*Written task*
Faithfully return all lines, omitting every embedded picture.

(Entries from a pointing dataset)

______________________________

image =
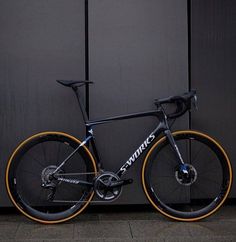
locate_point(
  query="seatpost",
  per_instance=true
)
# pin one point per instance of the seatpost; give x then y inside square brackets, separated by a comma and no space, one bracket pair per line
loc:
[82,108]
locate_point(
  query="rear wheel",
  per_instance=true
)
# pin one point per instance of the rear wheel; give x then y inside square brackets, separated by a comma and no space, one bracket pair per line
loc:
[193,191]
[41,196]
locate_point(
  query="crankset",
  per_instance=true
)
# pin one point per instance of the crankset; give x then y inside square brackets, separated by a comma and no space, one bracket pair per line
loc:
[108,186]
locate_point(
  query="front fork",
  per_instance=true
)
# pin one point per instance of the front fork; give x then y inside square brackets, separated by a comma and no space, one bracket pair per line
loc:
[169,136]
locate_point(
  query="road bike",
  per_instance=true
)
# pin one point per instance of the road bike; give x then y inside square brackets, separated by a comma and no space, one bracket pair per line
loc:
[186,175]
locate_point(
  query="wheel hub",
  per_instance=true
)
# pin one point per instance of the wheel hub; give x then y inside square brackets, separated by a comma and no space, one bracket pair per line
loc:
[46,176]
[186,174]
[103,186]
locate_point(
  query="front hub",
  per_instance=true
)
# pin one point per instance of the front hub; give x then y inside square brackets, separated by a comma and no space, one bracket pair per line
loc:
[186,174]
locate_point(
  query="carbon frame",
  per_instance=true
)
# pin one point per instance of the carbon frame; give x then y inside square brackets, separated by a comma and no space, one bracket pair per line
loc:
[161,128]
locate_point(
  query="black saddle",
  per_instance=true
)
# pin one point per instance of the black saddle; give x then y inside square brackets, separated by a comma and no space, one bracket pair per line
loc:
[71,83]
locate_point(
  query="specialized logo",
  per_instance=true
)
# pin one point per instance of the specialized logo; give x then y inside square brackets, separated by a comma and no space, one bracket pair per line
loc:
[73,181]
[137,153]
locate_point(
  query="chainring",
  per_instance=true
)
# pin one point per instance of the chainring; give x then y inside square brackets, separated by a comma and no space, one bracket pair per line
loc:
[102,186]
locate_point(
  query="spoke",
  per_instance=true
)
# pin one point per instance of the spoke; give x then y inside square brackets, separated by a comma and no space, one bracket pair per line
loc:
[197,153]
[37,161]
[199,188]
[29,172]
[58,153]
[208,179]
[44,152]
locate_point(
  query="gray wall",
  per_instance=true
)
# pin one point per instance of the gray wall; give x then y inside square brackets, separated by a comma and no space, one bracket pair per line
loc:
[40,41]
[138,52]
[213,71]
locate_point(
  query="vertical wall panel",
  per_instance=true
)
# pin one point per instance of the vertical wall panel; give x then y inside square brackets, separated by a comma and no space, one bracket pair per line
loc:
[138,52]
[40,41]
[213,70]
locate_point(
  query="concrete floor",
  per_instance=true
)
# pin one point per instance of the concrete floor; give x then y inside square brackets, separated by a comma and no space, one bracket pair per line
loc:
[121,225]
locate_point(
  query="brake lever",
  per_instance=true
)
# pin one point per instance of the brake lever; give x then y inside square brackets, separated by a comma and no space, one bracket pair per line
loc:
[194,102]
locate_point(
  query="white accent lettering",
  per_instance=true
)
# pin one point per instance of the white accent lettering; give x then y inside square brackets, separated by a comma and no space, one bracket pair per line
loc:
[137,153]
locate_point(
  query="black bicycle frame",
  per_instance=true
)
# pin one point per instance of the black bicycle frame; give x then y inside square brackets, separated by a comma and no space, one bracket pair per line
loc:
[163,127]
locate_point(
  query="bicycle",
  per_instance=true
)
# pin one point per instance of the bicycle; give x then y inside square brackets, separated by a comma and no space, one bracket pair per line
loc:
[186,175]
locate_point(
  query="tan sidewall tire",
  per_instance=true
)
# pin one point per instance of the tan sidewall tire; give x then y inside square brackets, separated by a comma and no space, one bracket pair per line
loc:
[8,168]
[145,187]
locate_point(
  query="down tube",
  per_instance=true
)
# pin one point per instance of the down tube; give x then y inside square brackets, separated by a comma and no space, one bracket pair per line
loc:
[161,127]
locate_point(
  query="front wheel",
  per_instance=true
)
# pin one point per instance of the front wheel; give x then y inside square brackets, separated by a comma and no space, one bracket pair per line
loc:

______________________________

*Task answer*
image =
locate_point(
  query="seatpost",
  per_instance=true
)
# pin one point per instance of the seatpost; give x then y inside square brackets, separated by a comma and no space, one bracket pair per line
loc:
[82,108]
locate_point(
  query="rear wheel",
  per_instance=true
)
# pin one point per instance of the rear wheel; give x then y inside square brackets, separated by a comma and no space, one bracket pair per line
loc:
[193,191]
[41,196]
locate_point(
  query="crankset",
  per_instance=true
)
# pin one point per instance of the crankset; give x then y inside square brackets, separated by a comma and no space, one bracket pair per line
loc:
[108,186]
locate_point(
  query="front fork",
  per_instance=true
)
# pin one point per instance of the front fork; give x then y inside square brackets, separated by a comma and no space, one bracket pair per line
loc:
[169,136]
locate_point(
  query="road bike",
  per_instance=true
)
# pin one point per instance of the road bike; give x then y inside square brackets, separated by a comma and no space, one bracket pair per line
loc:
[186,175]
locate_point(
  query="wheel hub",
  per_instance=true
)
# pin one point per instance of the wheel hub; give x then y inside square brackets, separated by a comma and no space, one bracket pair per line
loc:
[46,176]
[186,174]
[103,186]
locate_point(
  query="front hub",
  per_instance=true
)
# pin one point per instance of the front hub; give x then y inside square brackets, separated by a comma and no space, one bracket pair per line
loc:
[186,174]
locate_point(
  query="carbon frame",
  per_instance=true
)
# pin one point per instance of the carbon frame; give x then y inside square brackets, separated by a comma and no space, one bracket pair per line
loc:
[161,128]
locate_point(
  query="black saddle",
  per_instance=true
)
# pin one point per instance of the black saddle; give x then y inside square brackets, separated by a comma and no space, one bracket pair per line
loc:
[71,83]
locate_point(
  query="specialized logo",
  per_instance=true
)
# pin one point per instance of the specialized logo; give x then y inside square brackets, separated by a comma and no space, one bracket pair per line
loc:
[73,181]
[137,153]
locate_point(
  query="chainring",
  per_instance=true
)
# pin one point per instance of the chainring; give x then y inside square brackets, separated by a comma and no space, one bracket pair per line
loc:
[102,186]
locate_point(
  query="spoke",
  per_instance=true
)
# pin one point per instance of the spoke; give x then y inside square brackets, separated by a comma and no space, one bracket pair per line
loc:
[197,153]
[37,161]
[199,188]
[29,172]
[58,153]
[208,179]
[44,152]
locate_point(
  query="gray wall",
  per_instance=true
)
# pin one point per instance of the gray wall; give x then y inside square brackets, separated by a comma and no space, one bracket pair per line
loc:
[40,41]
[138,52]
[213,71]
locate_point(
  query="vertical wall panel",
  per_instance=true
)
# pin one point per instance of the vertical wall panel; give x then y inside square brackets, separated by a comma and no space, one bracket pair per line
loc:
[138,52]
[40,41]
[213,70]
locate_point(
  query="concrete floor",
  per_instance=true
)
# pin one point per instance of the concrete floor; give x then y inside square brackets, separated by a comma and no space, one bracket pair per line
loc:
[121,225]
locate_point(
  query="brake lever",
  per_instance=true
)
# pin one point per instance of the brake lever; give x then y inside square brackets, separated by a comma and no space, one bracket pair per line
loc:
[194,102]
locate_point(
  query="white accent lettering",
  per_instance=true
)
# pin one point per instance of the white accent lettering; give x then y inside square brackets, separated by a comma and no space, one bracket pair per line
loc:
[137,153]
locate_point(
  query="black bicycle frame",
  per_instance=true
)
# pin one point per instance of the black bicycle frame; give x then y inside square brackets, separated by a comma and no space, one bracket pair per line
loc:
[163,127]
locate_point(
  query="bicycle",
  per_instance=true
)
# pin one point per instance of the bicycle; give x then y inside square brackets, separated by a comma and no space, one bracket pair per line
loc:
[186,175]
locate_point(
  query="tan sidewall tire",
  per_instance=true
)
# pin one point per instance of the tan sidewall tire; give x then y inside square brackets, separated by a comma and no space, one bracket pair per line
loc:
[8,168]
[145,187]
locate_point(
  query="down tube",
  per_instance=true
)
# pin one point per instance of the down tube; give x then y inside square brackets, separated by a comma and no space, one bracket pair per line
loc:
[161,127]
locate_point(
  query="front wheel",
  per_instance=true
)
# pin one point per instance of the front wheel; give x then y inside square brackets, separated by a comma and no space, one bracket pair per line
loc:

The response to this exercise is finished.